Task directions
Swap "instance" for "object" in the lines starting at the one that contains "Drop a pin on the night" and ending at the one that contains "Target: reflection of bridge". Return only those lines, with everything else left unchanged.

[Collected data entries]
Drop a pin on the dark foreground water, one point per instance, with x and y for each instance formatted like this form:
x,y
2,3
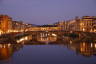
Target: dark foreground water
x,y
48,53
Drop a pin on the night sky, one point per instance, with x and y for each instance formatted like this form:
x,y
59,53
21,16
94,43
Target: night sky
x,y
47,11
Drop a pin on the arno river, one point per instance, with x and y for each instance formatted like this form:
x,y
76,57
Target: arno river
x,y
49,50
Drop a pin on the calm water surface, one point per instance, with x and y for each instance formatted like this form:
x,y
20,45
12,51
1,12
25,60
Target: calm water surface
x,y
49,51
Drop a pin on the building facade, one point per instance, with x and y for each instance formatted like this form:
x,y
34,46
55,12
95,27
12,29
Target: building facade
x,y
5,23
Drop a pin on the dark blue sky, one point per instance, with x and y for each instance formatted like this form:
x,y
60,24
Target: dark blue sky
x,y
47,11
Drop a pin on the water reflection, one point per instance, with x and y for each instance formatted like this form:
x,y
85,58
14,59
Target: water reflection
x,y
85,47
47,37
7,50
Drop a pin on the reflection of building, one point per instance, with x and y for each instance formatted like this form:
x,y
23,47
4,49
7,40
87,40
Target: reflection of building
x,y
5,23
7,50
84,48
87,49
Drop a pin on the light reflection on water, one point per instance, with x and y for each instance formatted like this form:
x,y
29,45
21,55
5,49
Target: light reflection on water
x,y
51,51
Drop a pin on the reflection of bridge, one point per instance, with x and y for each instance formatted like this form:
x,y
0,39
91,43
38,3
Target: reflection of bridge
==
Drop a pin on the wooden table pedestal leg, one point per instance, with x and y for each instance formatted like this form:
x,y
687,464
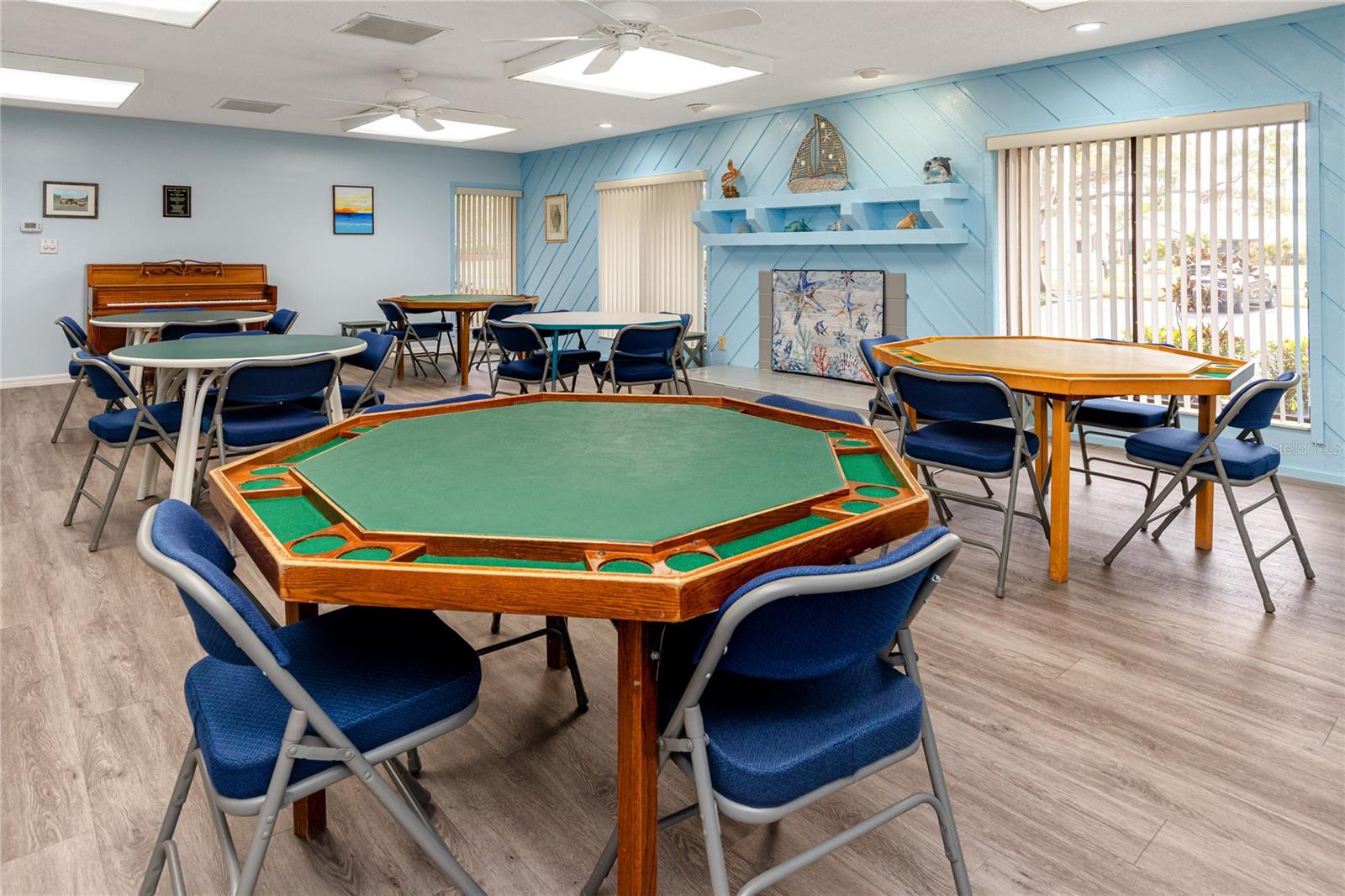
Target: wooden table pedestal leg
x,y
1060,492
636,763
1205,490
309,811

The reply
Drop a pin on the night sky, one point per object, with x and y for each object formatted like this form:
x,y
59,53
21,16
94,43
Target: night sky
x,y
47,11
Drop a pin on the arno river, one point per object, with x and y for each object formatted like this form:
x,y
76,57
Target: arno river
x,y
49,50
Drop a pin on the calm water surface, one point per object, with x and y for each object formatted like this form:
x,y
20,45
12,51
1,12
25,60
Target: calm water surface
x,y
49,51
Drop a pin on the building facade, one point per object, with x and y for each object formatted like this form:
x,y
34,46
55,12
95,27
12,29
Target: building facade
x,y
5,23
Drop a pin on the dark blue sky, one point per object, with x and y for each object formatted like this form:
x,y
60,24
Target: dark blue sky
x,y
47,11
Drop a pin on the water reflection, one point per object, with x and y for each object formatted like this form:
x,y
85,58
14,59
Target: water reflection
x,y
85,47
47,37
7,50
Drop a pin on the reflection of building, one point per object, with x and y for each object formatted like this form:
x,y
23,47
4,49
7,40
87,40
Target: reflection of building
x,y
5,23
7,50
84,48
87,49
Drop a pin on the light reflection on water, one point per object, with x and y for each object formatted like this form:
x,y
29,45
21,55
5,49
Target: light reflection on water
x,y
51,51
Drop a pin on the reflection of bridge, one point per object, with x and y for each object formatted like this form:
x,y
0,39
91,43
38,3
Target: reflection of bridge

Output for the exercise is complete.